REQUEST:
Retype everything in the listing below, from the line containing "Put a marker on every instance of the wet" down to the end of the listing, copying each line unchanged.

┌─ PROVIDED ENTRIES

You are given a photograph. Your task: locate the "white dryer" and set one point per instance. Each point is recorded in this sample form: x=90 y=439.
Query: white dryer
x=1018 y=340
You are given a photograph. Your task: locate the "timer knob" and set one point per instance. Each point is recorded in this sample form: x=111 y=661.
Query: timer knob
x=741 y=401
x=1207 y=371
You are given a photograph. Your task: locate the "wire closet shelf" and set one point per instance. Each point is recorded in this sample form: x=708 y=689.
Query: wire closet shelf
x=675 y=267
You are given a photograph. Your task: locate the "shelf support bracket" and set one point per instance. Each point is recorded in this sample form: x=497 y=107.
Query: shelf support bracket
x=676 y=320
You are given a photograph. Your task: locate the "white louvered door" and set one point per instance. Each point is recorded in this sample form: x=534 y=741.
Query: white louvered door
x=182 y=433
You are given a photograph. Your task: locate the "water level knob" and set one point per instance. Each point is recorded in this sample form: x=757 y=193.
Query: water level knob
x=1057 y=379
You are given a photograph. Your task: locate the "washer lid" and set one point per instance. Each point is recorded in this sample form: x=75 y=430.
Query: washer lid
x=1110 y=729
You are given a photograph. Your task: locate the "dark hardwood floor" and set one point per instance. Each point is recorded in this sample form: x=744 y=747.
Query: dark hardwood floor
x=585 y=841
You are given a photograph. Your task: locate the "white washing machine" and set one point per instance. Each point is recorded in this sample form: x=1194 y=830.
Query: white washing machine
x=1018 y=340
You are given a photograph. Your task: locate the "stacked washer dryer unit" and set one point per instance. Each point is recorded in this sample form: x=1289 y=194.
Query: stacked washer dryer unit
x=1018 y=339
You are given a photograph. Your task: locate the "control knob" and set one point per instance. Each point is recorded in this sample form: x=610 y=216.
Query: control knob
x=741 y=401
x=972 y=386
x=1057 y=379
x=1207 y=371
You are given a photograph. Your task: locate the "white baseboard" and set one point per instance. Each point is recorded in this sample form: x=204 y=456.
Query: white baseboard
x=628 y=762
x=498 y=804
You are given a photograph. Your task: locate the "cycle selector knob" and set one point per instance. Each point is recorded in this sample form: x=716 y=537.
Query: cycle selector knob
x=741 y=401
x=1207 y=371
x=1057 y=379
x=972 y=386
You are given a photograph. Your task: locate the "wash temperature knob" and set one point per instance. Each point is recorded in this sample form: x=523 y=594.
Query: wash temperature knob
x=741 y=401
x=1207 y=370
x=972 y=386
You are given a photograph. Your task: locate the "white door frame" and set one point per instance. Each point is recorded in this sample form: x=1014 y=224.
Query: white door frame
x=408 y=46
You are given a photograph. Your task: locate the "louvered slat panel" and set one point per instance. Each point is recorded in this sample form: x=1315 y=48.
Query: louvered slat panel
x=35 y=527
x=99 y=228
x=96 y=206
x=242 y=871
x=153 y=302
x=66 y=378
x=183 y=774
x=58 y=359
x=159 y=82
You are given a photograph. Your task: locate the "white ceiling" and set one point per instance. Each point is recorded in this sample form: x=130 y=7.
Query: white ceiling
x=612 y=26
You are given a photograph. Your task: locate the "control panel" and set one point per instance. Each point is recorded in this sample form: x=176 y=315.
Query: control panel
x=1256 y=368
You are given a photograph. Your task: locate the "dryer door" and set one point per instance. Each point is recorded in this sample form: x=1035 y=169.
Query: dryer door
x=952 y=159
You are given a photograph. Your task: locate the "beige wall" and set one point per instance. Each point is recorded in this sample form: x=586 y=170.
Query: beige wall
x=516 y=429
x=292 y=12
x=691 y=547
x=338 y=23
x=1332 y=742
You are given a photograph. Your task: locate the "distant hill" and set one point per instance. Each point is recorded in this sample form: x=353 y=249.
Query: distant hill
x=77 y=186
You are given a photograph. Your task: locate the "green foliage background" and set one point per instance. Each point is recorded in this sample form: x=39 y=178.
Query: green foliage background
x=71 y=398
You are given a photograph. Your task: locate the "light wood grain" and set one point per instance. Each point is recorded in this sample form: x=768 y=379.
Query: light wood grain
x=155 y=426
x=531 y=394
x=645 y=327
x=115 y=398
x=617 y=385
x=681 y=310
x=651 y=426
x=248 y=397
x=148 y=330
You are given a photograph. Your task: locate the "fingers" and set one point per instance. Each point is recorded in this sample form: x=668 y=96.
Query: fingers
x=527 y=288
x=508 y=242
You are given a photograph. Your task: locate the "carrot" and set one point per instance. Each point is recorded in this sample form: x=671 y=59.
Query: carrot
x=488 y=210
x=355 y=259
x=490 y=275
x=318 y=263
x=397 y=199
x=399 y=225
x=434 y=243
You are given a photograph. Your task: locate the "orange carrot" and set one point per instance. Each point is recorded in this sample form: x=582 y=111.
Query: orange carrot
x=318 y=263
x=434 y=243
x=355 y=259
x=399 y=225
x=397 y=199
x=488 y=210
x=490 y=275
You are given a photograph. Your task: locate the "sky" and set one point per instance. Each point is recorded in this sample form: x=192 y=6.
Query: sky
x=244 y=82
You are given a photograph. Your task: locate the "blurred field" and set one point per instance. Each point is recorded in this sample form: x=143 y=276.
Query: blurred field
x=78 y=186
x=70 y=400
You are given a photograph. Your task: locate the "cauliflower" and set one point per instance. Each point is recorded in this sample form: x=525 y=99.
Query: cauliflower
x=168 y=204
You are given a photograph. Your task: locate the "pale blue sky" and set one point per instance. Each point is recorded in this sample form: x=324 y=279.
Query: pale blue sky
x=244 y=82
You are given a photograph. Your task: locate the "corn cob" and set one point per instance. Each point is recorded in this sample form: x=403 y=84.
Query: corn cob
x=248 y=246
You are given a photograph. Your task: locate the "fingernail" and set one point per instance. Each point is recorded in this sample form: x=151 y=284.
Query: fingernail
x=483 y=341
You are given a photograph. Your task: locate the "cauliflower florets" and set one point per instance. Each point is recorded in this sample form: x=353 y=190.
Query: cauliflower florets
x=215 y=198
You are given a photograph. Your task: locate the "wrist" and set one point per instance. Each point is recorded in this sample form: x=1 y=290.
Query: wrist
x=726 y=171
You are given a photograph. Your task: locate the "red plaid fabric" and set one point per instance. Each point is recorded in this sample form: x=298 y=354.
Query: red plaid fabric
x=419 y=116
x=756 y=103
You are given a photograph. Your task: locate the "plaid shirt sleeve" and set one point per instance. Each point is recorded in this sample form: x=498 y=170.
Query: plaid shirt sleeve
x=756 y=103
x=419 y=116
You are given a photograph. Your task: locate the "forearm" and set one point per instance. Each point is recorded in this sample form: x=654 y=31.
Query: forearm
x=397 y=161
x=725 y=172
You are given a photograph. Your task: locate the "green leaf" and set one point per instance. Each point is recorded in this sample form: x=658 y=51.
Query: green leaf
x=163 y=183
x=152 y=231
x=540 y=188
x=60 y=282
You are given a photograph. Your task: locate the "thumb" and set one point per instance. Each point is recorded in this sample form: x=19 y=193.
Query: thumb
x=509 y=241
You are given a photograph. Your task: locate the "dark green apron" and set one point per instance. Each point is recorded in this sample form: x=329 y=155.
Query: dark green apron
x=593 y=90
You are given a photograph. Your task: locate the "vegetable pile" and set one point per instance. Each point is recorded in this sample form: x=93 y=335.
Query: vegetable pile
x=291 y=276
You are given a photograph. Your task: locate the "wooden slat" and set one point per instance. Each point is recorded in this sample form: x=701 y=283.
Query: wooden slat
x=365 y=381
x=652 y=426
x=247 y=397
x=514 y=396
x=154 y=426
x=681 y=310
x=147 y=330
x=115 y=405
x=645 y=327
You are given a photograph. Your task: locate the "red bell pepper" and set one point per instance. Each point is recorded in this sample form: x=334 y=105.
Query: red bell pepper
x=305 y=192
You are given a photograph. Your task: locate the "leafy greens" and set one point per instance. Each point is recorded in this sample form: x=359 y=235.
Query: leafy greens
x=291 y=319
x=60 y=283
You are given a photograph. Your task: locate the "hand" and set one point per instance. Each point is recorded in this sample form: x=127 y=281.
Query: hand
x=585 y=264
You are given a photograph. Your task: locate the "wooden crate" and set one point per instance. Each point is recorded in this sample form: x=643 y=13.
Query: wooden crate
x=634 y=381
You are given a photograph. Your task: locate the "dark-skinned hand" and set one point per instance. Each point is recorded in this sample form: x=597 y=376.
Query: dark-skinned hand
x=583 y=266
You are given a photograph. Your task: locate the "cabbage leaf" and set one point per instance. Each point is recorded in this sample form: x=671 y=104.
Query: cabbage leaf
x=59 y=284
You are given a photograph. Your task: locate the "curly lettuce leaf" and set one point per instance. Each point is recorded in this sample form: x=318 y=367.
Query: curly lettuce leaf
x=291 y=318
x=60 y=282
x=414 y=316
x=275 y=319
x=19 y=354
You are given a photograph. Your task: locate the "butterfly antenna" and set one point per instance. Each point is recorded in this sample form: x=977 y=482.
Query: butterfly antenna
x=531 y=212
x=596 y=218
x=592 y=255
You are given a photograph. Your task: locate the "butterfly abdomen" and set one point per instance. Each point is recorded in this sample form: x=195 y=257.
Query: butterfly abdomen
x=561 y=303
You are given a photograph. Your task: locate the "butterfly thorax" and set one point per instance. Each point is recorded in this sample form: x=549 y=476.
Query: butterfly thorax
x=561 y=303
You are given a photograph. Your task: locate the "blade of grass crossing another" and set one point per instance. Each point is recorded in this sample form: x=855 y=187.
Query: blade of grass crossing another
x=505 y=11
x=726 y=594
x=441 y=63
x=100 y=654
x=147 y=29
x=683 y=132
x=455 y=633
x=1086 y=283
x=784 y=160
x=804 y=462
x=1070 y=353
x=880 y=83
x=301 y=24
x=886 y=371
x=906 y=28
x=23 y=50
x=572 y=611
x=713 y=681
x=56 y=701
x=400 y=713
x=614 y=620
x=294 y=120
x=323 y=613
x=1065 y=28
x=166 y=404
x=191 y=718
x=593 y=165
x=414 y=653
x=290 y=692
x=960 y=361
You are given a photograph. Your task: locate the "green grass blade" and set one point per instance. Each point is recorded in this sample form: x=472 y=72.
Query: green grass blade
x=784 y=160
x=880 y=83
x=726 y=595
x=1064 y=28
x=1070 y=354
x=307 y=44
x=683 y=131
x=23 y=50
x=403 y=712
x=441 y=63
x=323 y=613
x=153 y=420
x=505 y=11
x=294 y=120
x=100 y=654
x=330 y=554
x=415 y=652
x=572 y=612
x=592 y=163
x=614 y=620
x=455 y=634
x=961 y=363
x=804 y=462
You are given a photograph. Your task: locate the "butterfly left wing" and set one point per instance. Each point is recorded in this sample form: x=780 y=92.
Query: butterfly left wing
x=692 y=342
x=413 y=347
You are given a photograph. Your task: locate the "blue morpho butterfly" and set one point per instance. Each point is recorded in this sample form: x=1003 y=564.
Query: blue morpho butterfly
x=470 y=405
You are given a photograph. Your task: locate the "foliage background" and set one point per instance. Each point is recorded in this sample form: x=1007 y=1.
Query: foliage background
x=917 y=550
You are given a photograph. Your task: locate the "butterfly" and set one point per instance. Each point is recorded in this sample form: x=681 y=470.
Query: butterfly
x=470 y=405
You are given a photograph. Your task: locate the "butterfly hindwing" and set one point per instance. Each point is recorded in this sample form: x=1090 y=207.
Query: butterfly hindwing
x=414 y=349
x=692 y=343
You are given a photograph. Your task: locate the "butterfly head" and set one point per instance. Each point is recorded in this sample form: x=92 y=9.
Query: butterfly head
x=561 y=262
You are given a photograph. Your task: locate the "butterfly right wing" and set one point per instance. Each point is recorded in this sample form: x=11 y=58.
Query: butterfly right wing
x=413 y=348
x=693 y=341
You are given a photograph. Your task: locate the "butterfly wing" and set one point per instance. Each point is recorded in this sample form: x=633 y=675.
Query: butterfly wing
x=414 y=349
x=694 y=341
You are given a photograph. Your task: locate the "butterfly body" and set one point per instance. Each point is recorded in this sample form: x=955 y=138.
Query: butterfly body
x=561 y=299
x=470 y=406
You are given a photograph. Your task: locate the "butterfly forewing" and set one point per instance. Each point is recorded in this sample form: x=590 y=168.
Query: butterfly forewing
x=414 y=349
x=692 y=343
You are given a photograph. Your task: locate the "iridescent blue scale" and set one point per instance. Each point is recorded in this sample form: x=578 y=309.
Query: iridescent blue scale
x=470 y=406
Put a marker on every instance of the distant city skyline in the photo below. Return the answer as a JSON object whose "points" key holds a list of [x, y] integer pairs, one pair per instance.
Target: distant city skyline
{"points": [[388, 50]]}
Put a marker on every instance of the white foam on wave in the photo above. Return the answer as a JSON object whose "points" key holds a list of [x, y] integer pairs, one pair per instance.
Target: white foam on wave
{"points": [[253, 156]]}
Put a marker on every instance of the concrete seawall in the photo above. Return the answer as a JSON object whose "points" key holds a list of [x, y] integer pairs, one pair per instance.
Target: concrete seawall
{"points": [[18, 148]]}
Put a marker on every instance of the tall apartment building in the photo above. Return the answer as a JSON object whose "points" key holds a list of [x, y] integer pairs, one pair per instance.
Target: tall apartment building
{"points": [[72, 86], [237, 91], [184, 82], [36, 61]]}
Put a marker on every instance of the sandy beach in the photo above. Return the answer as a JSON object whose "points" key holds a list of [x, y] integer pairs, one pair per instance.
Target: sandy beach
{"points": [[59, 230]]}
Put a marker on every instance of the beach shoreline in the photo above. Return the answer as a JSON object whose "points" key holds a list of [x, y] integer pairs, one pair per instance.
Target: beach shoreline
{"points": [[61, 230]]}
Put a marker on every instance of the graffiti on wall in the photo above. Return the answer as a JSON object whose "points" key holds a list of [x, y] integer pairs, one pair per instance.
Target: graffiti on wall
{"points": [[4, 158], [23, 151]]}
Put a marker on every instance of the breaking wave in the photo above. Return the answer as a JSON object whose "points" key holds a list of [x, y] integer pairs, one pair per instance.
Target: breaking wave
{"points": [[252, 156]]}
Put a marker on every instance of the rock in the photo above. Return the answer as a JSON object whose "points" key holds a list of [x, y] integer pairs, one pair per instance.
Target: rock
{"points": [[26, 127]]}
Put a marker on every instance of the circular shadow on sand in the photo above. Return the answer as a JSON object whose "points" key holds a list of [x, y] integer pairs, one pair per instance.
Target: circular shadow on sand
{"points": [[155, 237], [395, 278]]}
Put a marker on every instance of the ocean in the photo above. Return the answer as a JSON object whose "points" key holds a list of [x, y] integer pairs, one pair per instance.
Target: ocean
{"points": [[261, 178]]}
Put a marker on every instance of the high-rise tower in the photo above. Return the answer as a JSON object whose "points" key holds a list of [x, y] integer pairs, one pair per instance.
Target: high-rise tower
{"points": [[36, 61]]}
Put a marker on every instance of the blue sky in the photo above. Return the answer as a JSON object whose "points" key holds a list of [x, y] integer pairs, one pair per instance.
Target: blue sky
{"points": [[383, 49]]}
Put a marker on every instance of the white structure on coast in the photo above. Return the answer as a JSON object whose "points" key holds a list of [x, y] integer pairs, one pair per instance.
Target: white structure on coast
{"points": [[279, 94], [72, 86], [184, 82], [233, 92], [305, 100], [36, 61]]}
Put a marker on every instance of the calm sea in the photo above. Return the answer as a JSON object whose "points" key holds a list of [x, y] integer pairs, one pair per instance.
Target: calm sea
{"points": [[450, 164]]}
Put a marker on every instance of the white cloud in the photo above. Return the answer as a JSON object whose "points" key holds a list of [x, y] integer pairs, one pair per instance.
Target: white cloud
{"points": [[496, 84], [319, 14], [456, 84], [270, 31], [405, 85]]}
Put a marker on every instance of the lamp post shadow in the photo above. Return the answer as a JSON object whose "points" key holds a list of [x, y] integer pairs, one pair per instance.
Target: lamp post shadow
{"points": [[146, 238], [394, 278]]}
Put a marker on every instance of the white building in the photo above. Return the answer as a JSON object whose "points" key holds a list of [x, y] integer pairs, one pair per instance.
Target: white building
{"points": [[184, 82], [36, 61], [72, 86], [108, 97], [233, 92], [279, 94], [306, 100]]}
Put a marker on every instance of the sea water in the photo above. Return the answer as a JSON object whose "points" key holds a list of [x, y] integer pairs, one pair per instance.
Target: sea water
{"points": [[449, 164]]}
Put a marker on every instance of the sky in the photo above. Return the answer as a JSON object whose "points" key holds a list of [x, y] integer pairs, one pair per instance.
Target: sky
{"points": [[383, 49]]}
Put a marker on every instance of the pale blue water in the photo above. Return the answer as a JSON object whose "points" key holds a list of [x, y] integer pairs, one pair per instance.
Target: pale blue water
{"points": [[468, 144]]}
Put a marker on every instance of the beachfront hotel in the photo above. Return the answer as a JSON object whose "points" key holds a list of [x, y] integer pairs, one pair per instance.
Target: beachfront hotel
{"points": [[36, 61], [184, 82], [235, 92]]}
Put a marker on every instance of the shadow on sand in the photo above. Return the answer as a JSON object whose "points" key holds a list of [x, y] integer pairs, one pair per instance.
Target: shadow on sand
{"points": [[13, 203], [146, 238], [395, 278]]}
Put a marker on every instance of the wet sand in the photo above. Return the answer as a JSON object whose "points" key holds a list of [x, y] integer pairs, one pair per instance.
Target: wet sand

└─

SOLVED EXERCISE:
Put a marker on every instance of the wet sand in the photo above. Return the answer as a JSON object whose "points" key holds a list of [x, y] integer pairs, one pair per instance.
Target: wet sand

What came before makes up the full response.